Data entries:
──────
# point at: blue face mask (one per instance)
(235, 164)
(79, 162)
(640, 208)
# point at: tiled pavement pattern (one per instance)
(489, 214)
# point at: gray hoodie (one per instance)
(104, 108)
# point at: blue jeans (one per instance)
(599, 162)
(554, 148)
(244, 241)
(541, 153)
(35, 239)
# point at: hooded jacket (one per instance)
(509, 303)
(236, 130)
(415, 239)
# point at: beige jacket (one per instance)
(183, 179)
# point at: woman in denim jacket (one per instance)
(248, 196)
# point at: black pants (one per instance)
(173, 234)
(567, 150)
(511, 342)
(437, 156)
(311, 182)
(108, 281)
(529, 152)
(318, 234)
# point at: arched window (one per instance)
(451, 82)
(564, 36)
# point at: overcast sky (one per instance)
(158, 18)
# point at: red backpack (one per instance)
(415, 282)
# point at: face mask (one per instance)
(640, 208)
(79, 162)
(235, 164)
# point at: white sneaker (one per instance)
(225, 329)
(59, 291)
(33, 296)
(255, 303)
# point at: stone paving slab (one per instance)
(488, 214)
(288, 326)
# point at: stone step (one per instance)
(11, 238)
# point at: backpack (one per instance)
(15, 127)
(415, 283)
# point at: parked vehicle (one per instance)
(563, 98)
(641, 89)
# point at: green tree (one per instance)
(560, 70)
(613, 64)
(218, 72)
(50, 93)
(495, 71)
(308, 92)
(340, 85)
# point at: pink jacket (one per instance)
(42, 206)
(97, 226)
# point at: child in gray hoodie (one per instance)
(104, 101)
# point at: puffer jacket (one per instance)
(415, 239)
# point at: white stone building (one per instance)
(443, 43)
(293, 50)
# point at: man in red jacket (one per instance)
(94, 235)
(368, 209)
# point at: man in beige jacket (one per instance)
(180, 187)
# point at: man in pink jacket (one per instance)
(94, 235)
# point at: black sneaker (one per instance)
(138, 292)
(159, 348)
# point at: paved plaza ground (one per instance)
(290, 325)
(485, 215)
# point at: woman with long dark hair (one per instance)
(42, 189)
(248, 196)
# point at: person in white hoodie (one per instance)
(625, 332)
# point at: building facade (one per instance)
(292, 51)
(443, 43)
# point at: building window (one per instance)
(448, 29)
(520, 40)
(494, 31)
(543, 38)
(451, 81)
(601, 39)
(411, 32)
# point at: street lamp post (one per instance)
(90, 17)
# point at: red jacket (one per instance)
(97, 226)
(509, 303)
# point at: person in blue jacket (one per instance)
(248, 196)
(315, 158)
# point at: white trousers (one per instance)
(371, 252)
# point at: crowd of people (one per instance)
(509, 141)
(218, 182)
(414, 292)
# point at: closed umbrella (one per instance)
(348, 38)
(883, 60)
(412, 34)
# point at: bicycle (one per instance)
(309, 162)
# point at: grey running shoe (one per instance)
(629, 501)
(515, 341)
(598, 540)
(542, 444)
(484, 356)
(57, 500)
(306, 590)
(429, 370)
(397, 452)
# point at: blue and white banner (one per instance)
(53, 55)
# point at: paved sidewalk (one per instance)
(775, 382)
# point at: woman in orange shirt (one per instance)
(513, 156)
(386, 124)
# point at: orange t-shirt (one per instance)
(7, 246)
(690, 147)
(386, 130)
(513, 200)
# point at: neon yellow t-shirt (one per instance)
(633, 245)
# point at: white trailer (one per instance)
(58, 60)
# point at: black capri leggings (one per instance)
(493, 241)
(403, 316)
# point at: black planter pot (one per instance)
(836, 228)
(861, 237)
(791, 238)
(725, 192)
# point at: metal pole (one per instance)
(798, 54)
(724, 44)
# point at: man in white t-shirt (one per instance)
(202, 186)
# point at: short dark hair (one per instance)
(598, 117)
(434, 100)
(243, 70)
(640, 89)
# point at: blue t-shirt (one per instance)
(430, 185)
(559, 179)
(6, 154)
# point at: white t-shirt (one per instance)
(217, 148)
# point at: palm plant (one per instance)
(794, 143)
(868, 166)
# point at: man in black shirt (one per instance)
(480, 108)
──────
__Activity__
Give back the line containing "# point at: blue t-shirt (one per instance)" and all the lines after it through the end of the records, unchanged.

__Written answer__
# point at: blue t-shirt (one per instance)
(430, 185)
(559, 179)
(6, 154)
# point at: white t-shirt (one per instance)
(217, 148)
# point at: palm plant (one per instance)
(794, 143)
(868, 166)
# point at: man in black shirt (one per instance)
(480, 108)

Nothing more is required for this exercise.